**Instructions to follow**
Copy the passage on unregulated fight events word for word, from "There is the" to "and fight officials.".

--- Supplied passage Enclosed Below ---

There is the concern that lack of official standards and oversight is not just a cultural problem in some gyms, but also a regulatory one in many states. The Roufus-promoted fight event where Roufusport team member Dennis Munson Jr. fought in his first and last kickboxing event before dying soon after, was unregulated by the state of Wisconsin.

As such, the referees, judges and medical personnel decisions were left up to the promoter Duke Roufus, to select and hire. As is often the case, Roufus chose people who he was close to personally and professionally to work the event as doctors, and fight officials.

These same officials, including a ringside physician who ignored Munson after he collapsed in his corner after the fight, a referee who inexplicably allowed the fight to continue without even having the doctor take a look at Munson despite his wobbling around the ring, absorbing strikes with no defense or returned offense for minutes on end, were all selected and hired by Roufus the promoter, instead of by the state of Wisconsin, as is the proper procedure for regulated events.

This type of set-up is a huge problem, according to experienced referee Rob Hinds. "That is a major problem," he tells us.

"What happens when an athletic commission or tribal commission fully regulates an event, the promoter can always recommend or request an official, but he can't choose them. It is the athletic or tribal commission that assigns officials. At an amateur or unregulated event, the promoter often gets a friend in there or somebody they've used before. Most of the times, they are barely qualified or qualified at all. Even if they are fairly qualified officials, you never know what will happen. I've seen it happen where two out of the three needed judges didn't show at an event so the promoter grabbed buddies of his to sit in the judges' seats."

--- End of Enclosed Supplied passage ---
--- Information supplied Enclosed Below ---

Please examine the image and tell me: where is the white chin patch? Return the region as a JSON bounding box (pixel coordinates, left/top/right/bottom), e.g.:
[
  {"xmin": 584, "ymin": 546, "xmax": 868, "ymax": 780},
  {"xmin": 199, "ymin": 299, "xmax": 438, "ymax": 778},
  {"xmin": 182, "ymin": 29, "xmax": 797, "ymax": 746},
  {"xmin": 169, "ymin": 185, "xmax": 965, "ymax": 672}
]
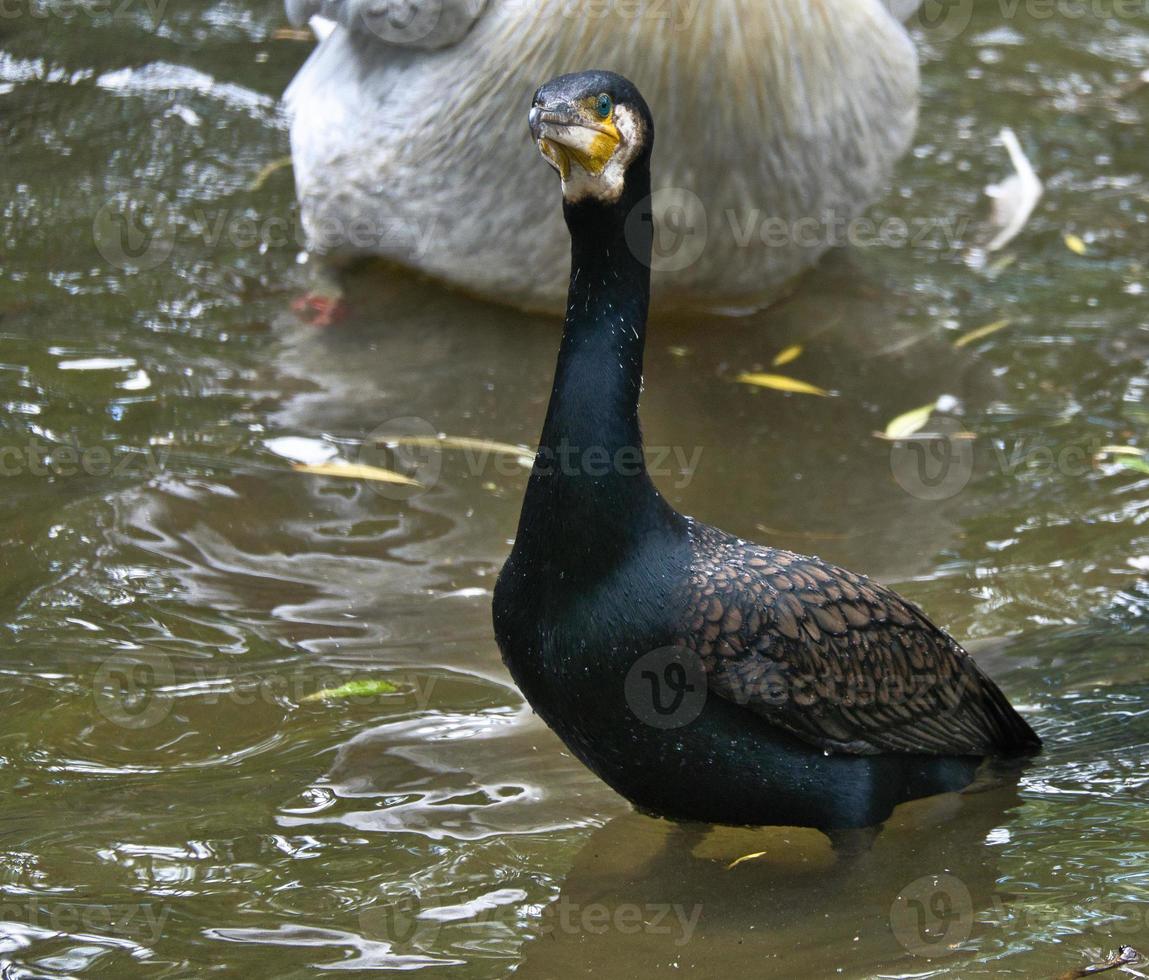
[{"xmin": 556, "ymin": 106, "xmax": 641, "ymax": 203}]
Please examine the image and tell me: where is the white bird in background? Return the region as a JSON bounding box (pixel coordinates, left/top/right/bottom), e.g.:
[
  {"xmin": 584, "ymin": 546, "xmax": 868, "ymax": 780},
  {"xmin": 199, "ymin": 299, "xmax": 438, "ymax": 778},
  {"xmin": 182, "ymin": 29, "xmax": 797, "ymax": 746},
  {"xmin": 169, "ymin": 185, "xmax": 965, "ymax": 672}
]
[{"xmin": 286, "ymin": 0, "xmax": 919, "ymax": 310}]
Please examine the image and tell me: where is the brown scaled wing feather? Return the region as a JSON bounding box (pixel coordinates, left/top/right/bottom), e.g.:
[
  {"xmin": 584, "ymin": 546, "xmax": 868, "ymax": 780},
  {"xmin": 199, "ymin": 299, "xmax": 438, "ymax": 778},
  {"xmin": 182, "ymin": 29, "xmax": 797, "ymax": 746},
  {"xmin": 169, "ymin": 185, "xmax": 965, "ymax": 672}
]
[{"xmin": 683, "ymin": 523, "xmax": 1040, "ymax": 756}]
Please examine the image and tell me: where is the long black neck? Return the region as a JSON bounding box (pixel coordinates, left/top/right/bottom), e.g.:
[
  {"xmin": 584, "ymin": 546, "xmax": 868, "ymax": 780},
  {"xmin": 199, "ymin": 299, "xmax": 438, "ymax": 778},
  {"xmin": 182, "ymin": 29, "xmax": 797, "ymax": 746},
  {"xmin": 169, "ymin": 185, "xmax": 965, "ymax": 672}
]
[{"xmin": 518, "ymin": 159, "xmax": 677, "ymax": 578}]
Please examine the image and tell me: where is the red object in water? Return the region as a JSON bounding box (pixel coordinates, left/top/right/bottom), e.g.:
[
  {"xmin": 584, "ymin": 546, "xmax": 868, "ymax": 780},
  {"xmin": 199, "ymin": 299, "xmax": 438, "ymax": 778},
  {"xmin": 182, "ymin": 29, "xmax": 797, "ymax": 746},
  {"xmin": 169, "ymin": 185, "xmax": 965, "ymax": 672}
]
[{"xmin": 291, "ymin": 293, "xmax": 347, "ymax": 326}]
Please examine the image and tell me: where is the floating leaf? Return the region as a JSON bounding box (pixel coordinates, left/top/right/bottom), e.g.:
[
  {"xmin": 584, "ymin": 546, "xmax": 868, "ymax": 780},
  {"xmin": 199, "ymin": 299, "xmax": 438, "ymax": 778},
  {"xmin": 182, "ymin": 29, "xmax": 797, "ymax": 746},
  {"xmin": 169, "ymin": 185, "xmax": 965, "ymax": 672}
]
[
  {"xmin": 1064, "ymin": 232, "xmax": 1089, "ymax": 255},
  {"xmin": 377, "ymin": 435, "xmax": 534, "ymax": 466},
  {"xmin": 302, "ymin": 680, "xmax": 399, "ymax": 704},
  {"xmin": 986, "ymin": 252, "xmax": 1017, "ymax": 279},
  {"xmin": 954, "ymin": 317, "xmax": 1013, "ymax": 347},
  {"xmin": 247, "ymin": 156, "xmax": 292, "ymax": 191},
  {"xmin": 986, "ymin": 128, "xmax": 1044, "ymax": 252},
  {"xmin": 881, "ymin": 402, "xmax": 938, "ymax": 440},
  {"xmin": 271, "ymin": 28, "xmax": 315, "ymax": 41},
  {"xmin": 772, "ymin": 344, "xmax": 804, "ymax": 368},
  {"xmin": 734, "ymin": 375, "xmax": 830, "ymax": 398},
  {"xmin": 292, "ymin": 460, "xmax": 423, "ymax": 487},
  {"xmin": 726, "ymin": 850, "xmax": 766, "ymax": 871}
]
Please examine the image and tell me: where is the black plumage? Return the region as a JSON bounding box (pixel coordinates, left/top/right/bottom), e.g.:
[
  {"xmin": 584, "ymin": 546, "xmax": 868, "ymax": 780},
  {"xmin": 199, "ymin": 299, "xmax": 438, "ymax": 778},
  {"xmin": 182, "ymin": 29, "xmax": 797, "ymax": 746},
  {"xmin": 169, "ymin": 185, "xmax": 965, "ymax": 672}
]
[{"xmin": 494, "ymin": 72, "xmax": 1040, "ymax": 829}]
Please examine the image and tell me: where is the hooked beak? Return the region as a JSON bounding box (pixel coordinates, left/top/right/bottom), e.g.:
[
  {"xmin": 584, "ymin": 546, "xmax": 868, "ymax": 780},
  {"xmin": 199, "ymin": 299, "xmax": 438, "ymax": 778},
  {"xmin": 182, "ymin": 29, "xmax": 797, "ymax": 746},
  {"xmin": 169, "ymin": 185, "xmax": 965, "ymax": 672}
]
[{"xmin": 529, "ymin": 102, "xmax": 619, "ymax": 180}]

--- End of Enclosed Information supplied ---
--- Information supplied Enclosed Below ---

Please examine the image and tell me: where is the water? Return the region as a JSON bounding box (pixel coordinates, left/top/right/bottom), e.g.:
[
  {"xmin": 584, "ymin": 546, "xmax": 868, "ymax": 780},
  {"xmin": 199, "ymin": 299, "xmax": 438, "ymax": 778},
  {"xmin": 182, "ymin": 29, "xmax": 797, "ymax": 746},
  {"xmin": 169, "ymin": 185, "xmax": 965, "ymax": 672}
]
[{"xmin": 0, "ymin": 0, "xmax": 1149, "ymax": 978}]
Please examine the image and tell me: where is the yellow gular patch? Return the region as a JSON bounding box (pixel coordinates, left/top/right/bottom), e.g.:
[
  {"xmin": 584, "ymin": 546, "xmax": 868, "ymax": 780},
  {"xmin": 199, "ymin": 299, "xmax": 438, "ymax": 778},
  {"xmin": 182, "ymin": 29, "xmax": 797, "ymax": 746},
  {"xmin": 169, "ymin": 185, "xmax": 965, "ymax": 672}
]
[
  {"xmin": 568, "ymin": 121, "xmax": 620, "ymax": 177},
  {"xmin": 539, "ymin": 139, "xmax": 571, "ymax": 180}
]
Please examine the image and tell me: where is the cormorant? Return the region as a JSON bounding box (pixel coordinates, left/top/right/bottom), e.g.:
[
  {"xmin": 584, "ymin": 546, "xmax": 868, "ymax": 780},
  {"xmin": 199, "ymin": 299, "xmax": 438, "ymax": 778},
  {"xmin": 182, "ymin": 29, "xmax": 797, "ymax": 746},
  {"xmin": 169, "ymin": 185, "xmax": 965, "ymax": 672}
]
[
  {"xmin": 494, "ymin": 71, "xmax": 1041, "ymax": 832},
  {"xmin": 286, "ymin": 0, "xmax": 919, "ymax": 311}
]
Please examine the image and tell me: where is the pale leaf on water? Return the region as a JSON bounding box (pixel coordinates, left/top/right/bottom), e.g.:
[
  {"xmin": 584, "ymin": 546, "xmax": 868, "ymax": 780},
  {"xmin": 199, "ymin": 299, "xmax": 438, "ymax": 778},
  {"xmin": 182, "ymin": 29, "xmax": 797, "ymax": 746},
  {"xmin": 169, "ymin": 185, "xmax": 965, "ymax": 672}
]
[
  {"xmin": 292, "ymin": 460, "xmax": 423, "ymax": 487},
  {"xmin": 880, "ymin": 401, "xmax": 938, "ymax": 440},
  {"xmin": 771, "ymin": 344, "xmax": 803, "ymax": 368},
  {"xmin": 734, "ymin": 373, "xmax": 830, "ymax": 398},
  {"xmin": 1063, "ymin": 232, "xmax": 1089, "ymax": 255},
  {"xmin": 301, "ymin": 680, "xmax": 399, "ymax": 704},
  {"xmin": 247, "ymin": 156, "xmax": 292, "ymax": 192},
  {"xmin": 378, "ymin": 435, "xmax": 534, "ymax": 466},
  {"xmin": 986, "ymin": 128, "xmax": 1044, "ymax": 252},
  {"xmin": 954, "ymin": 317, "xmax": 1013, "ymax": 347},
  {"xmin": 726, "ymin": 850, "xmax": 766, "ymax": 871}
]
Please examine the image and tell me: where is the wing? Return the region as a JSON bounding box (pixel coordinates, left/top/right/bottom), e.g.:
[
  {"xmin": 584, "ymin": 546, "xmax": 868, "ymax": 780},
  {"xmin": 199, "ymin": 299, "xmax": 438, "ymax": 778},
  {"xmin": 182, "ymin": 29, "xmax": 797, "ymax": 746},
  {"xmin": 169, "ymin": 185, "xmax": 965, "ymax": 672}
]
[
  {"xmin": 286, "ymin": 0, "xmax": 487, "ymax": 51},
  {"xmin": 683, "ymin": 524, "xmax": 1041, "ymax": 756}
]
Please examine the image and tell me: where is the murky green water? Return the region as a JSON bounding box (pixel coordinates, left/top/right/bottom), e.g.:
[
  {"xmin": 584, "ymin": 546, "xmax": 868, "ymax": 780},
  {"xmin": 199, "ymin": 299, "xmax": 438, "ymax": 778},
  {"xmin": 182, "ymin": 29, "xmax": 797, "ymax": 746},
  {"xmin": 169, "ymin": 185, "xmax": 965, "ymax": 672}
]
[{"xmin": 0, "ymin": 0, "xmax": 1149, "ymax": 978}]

--- End of Enclosed Information supplied ---

**Answer space**
There is the concern that lack of official standards and oversight is not just a cultural problem in some gyms, but also a regulatory one in many states. The Roufus-promoted fight event where Roufusport team member Dennis Munson Jr. fought in his first and last kickboxing event before dying soon after, was unregulated by the state of Wisconsin.

As such, the referees, judges and medical personnel decisions were left up to the promoter Duke Roufus, to select and hire. As is often the case, Roufus chose people who he was close to personally and professionally to work the event as doctors, and fight officials.